> **Work required**
Find each line in the items below that contains the string "stems", and copy those lines out in full.

╭─ Extracted material

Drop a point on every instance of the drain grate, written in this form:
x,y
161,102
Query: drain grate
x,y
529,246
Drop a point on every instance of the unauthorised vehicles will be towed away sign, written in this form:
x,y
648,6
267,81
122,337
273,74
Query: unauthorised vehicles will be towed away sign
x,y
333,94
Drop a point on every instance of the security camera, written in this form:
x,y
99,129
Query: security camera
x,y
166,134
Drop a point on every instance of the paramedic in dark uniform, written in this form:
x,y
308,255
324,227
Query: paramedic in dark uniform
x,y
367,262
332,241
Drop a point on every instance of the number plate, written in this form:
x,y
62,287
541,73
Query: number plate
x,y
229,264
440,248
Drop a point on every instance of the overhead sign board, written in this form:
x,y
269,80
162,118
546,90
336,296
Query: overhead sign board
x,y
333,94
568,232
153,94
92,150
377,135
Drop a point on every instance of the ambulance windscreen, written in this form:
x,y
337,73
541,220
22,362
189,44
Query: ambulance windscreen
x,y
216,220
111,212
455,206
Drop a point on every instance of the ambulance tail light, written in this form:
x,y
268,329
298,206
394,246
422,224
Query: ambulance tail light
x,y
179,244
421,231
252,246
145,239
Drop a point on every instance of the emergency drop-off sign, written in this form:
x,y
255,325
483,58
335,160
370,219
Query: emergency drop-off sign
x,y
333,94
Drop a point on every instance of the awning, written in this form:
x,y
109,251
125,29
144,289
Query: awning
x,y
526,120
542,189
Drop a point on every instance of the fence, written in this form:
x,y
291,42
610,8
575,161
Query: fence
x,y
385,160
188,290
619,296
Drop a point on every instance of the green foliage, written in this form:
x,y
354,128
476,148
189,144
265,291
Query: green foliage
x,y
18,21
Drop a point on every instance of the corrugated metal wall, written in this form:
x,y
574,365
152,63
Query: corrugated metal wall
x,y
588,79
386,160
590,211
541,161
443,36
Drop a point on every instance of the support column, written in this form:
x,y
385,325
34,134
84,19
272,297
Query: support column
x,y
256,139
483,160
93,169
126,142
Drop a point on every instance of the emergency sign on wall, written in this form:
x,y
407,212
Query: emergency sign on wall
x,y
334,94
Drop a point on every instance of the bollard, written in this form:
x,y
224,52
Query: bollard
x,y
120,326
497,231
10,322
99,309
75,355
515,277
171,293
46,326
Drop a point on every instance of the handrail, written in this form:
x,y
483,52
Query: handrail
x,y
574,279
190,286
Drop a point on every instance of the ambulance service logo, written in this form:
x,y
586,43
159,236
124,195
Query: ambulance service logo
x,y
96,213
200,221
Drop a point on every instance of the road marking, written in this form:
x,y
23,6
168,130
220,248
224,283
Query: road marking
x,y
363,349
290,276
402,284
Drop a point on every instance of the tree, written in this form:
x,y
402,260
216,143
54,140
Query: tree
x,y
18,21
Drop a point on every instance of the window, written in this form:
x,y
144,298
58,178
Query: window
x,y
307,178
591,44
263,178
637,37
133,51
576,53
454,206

╰─
╭─ Extracted material

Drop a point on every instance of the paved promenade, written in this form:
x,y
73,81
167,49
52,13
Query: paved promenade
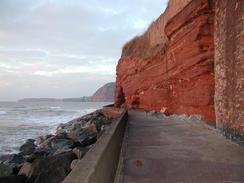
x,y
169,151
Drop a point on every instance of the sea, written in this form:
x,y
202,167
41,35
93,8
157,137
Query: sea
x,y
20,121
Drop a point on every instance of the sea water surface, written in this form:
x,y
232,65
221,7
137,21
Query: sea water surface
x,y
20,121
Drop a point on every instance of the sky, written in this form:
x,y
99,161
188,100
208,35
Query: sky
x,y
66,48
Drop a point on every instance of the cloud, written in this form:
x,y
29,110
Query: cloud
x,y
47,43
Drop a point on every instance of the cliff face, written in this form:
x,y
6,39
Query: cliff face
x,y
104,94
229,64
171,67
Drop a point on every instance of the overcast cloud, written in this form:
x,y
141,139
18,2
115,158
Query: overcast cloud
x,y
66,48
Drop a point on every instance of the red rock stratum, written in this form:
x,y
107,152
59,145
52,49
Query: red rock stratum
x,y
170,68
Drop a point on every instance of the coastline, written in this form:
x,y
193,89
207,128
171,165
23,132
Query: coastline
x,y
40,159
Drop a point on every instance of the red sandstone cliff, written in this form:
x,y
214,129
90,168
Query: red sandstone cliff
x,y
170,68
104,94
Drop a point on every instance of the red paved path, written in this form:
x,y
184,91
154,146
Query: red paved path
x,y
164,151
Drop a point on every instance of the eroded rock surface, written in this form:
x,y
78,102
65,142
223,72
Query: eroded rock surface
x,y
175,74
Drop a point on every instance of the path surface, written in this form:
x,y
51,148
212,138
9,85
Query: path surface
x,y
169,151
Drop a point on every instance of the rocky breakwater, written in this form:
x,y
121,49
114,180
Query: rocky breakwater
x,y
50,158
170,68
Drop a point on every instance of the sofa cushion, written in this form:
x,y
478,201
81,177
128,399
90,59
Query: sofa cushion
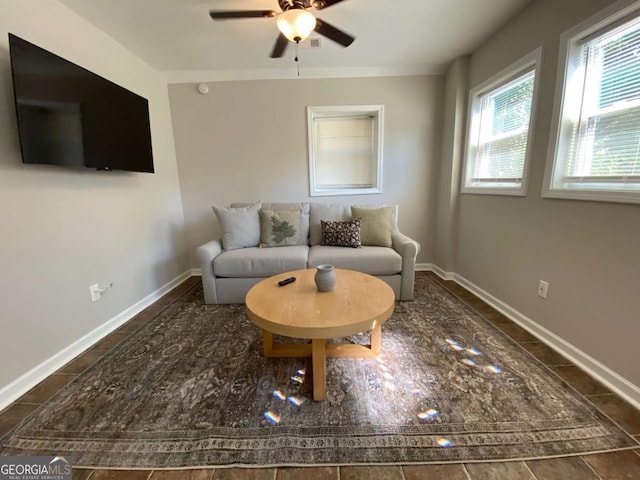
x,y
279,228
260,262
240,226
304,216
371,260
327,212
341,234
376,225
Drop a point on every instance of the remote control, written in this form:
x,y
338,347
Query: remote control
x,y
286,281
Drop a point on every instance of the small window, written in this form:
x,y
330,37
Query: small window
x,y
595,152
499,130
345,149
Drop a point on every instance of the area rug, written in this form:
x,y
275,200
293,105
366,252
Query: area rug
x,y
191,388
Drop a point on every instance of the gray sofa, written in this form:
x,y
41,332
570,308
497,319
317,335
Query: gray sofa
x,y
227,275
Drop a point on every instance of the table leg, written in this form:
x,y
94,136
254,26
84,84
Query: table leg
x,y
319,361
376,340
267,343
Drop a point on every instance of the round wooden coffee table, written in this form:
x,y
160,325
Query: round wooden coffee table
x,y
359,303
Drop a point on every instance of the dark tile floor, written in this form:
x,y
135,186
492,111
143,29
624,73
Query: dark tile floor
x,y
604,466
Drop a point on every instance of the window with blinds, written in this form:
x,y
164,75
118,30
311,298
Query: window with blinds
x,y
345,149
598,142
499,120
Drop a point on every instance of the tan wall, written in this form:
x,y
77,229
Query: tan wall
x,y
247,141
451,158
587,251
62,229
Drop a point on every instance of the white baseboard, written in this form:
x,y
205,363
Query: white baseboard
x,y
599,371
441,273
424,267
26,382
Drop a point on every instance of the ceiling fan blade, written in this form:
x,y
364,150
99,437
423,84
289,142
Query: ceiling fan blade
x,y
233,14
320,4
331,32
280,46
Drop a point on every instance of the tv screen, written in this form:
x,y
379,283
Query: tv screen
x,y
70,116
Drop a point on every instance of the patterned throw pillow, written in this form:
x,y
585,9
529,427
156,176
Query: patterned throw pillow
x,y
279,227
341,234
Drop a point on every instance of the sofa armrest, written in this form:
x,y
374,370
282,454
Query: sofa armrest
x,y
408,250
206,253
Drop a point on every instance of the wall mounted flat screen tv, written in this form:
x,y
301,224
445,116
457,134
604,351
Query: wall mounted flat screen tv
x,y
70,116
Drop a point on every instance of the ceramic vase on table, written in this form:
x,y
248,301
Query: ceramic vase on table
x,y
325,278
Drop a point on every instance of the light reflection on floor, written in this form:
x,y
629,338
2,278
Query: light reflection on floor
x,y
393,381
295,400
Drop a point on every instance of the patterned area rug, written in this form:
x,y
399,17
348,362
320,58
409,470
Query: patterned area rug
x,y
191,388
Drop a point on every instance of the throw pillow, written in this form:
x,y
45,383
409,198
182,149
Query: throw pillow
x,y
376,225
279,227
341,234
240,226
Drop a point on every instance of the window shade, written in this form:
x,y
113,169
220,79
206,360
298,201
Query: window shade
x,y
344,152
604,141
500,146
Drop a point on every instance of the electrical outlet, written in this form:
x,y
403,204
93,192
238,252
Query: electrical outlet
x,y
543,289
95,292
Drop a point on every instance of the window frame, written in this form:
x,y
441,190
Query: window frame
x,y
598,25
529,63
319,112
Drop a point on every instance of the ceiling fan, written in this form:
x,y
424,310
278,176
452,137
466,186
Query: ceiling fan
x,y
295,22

╰─
╭─ Extracted material

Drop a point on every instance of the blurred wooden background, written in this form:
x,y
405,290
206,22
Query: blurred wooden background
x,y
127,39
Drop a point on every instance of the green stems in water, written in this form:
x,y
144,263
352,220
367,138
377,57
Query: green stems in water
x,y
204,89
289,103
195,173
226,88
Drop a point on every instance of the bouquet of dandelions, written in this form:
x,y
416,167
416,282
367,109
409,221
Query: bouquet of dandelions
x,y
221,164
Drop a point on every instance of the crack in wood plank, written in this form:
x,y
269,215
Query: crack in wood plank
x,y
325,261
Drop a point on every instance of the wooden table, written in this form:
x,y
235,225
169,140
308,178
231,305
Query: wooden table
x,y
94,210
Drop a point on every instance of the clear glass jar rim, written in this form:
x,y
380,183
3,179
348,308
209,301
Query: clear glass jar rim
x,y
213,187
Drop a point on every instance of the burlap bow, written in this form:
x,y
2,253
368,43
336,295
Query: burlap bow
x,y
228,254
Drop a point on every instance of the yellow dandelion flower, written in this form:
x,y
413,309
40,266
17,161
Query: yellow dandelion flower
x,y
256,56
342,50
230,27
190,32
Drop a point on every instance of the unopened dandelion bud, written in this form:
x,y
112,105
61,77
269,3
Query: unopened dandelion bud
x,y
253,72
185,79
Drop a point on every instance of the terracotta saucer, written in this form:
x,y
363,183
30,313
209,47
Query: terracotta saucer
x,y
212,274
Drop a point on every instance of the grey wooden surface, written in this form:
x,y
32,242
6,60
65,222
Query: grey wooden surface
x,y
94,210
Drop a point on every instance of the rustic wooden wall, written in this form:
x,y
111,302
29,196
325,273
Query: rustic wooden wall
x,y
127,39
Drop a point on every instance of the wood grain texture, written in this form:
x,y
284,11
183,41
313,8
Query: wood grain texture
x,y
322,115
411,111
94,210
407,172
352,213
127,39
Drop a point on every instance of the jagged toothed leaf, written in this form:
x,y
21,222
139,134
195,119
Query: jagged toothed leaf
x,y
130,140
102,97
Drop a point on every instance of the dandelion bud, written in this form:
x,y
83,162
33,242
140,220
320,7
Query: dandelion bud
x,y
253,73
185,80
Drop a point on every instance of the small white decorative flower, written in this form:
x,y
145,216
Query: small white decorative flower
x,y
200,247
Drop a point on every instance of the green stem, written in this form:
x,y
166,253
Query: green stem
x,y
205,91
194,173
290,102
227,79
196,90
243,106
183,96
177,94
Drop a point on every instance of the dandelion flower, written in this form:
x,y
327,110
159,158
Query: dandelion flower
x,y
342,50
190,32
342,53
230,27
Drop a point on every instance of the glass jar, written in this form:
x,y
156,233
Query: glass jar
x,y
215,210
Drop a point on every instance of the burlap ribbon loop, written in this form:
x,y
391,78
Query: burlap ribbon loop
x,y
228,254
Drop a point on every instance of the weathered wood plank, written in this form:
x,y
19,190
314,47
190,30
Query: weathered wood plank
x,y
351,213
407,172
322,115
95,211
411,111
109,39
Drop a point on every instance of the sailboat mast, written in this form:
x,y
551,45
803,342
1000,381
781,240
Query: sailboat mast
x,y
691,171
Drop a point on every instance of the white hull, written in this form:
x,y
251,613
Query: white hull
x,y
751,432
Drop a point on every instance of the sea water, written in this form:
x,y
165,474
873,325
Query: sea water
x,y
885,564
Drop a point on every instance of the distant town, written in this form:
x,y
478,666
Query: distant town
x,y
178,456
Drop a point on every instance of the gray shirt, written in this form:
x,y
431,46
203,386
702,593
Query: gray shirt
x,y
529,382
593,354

╰─

> **Finished task**
Drop a point on every instance of the green stems in water, written in this form:
Query: green stems in water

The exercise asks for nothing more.